begin Data to use
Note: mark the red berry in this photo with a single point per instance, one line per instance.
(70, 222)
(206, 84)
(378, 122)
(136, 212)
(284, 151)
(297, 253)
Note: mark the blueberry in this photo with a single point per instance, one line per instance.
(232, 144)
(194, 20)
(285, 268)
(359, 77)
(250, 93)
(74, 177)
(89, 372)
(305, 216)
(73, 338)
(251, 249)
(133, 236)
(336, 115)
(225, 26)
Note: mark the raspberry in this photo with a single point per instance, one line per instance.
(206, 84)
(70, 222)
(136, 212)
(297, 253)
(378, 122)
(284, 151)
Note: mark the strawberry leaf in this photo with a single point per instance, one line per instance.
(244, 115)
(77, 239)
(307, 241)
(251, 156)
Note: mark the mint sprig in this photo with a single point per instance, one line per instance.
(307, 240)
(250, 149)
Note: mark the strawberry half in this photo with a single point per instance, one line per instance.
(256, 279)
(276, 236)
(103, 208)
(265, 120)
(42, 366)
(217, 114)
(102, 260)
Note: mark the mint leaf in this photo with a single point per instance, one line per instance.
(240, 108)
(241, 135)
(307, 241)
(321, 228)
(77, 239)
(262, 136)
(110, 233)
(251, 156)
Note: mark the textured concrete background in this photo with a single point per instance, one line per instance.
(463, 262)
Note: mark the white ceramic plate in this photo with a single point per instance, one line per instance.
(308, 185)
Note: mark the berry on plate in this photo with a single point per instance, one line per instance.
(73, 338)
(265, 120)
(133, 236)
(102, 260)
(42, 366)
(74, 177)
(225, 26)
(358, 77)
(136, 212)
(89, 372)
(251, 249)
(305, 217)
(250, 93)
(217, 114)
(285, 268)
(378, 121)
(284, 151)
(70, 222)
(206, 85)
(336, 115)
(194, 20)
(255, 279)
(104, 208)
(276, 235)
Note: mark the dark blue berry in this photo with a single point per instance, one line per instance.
end Data to use
Exactly reproduce all of the entries above.

Note: mark the red berry in this photo with a single point per instance, one line per instance.
(70, 222)
(206, 84)
(378, 122)
(136, 212)
(284, 151)
(297, 253)
Note: mark the blueberry in this photo with a single point per instance, one line per instance.
(232, 144)
(194, 20)
(285, 268)
(359, 77)
(250, 93)
(74, 177)
(89, 372)
(305, 216)
(73, 338)
(251, 249)
(133, 236)
(336, 115)
(225, 26)
Note: mark the raspberry in this photo with a single point per instance, one line per instance.
(206, 84)
(70, 222)
(136, 212)
(297, 253)
(378, 122)
(284, 151)
Note: mark the strawberry leaf in this photo with a single point per instance, one line per instance.
(244, 115)
(77, 239)
(307, 241)
(251, 156)
Note: mark the mint sprig in this photo with a single point per instance, one line per instance.
(307, 240)
(250, 149)
Note: mark the strawberry half in this photo with a single point per instance, one line per instance.
(256, 279)
(276, 236)
(103, 208)
(265, 120)
(42, 366)
(217, 114)
(102, 260)
Note: mark the mint leaf in this photo with a single point per instance, one line per instance.
(240, 108)
(241, 135)
(307, 241)
(321, 228)
(77, 239)
(262, 136)
(110, 233)
(251, 156)
Note: mark the textured concrete background in this photo with a single point per instance, one line per instance.
(463, 262)
Note: mark the white ceramic plate in this photo with a single point per instance, one line per instance.
(308, 185)
Note: mark the berry on plate in this photo with a single point per instance, one line per instance.
(73, 338)
(265, 120)
(133, 236)
(102, 260)
(42, 366)
(74, 177)
(225, 26)
(358, 77)
(136, 212)
(89, 372)
(251, 249)
(305, 217)
(250, 93)
(217, 114)
(285, 268)
(378, 121)
(284, 151)
(70, 222)
(206, 85)
(336, 115)
(194, 20)
(255, 279)
(104, 208)
(276, 235)
Note: mark the dark blue berry in this photo with a single point per instance, one line per instance.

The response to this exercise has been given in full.